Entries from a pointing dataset

= = = =

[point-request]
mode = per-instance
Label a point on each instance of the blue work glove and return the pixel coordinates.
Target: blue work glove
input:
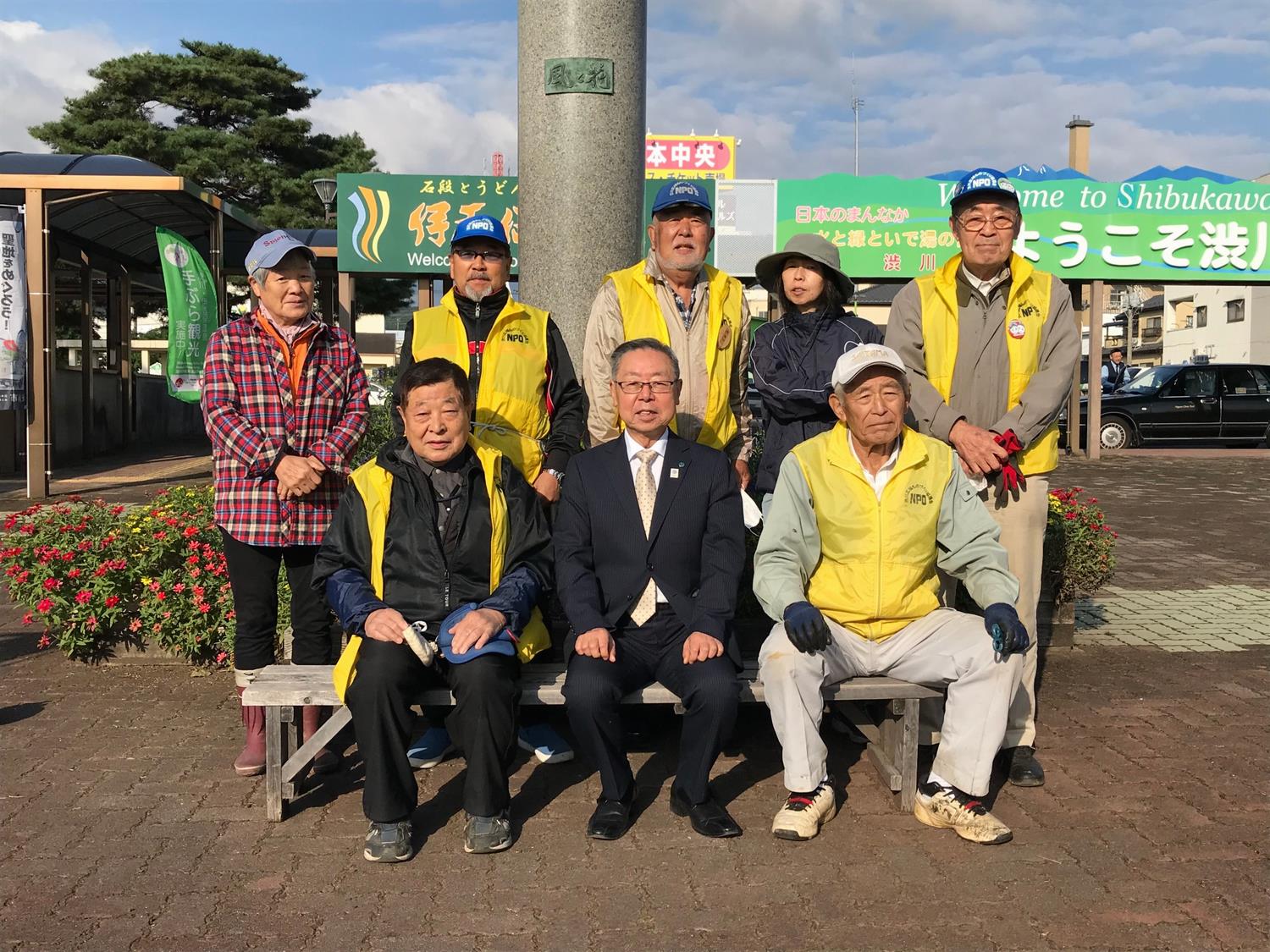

= = = =

**Task requirements**
Please write out every line of the items above word for word, omitting the pictures.

**Worked solution**
[point-request]
mode = per-instance
Label a point on each instance of the blue work glove and return the pixel coordinates.
Target: blue work glove
input:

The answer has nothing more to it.